Objective >>
Pick out each of the lines below that contains the word "instruction", and copy every such line in full.

════════════════

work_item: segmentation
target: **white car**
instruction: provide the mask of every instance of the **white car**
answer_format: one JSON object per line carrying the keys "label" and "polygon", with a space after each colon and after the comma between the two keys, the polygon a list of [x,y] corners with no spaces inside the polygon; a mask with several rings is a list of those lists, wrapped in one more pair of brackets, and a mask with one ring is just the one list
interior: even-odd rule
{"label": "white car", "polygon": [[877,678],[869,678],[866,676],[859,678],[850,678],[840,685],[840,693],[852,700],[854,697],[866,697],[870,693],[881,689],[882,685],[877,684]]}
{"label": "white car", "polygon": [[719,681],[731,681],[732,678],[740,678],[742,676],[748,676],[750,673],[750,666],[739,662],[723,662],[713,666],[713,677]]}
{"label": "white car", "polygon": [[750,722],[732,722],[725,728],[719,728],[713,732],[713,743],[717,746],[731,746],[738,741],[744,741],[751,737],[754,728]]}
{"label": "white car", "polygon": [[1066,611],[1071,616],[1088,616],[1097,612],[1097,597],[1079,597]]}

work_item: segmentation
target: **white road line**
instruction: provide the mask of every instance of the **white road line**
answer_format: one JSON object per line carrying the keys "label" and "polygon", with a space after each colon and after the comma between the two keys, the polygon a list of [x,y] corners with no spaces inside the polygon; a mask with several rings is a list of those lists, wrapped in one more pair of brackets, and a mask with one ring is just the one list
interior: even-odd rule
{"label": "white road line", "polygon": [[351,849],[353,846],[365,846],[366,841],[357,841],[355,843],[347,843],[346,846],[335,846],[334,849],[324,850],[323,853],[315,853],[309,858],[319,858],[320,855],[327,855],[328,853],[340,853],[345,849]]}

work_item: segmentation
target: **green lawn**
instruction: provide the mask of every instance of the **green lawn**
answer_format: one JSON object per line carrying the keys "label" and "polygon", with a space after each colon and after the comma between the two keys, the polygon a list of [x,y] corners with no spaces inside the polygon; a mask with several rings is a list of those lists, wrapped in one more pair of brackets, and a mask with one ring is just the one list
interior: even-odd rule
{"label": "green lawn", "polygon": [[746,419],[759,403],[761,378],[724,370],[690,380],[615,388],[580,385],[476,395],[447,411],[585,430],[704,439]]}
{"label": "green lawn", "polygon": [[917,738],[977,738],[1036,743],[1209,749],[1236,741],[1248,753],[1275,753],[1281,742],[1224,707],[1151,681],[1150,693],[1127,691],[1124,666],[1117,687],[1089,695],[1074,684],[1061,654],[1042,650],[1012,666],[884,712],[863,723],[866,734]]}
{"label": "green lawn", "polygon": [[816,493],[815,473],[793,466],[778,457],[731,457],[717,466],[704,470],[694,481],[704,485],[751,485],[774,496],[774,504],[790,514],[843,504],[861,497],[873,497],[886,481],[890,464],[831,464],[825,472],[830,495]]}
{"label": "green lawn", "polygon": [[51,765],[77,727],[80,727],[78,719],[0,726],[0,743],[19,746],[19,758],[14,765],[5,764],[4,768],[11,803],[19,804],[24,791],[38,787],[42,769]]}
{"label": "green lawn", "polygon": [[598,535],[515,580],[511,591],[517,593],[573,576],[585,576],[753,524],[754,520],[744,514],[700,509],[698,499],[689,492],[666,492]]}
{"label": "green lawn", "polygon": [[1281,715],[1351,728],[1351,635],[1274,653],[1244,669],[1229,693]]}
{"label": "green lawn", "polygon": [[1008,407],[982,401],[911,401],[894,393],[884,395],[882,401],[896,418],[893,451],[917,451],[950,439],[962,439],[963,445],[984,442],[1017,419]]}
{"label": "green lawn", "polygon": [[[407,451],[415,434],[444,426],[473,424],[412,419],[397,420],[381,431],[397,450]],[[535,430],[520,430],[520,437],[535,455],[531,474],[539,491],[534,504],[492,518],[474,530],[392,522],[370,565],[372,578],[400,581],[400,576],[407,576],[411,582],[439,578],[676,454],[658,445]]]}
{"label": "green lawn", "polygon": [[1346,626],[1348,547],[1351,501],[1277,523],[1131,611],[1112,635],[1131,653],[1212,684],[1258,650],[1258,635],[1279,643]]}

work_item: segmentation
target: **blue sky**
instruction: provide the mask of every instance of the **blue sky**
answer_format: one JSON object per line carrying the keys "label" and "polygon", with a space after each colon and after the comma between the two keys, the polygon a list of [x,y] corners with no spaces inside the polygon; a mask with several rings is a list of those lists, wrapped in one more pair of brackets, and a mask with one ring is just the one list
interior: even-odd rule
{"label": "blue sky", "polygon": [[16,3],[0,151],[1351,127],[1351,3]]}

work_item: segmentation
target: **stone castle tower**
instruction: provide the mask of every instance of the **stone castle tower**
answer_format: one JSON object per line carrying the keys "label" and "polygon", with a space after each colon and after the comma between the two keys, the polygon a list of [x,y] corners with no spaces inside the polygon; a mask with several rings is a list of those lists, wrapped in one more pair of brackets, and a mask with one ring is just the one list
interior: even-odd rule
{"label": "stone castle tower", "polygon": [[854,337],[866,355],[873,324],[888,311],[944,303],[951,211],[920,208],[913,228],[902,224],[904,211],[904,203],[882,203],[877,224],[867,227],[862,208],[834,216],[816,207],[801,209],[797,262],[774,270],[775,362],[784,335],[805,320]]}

════════════════

Solution to the problem >>
instruction: provide the mask of every instance of the **white car**
instruction: provide the mask of every instance of the **white road line**
instruction: provide the mask of every instance of the **green lawn**
instruction: provide the mask of every instance of the **blue sky**
instruction: provide the mask of every instance of the **stone castle tower**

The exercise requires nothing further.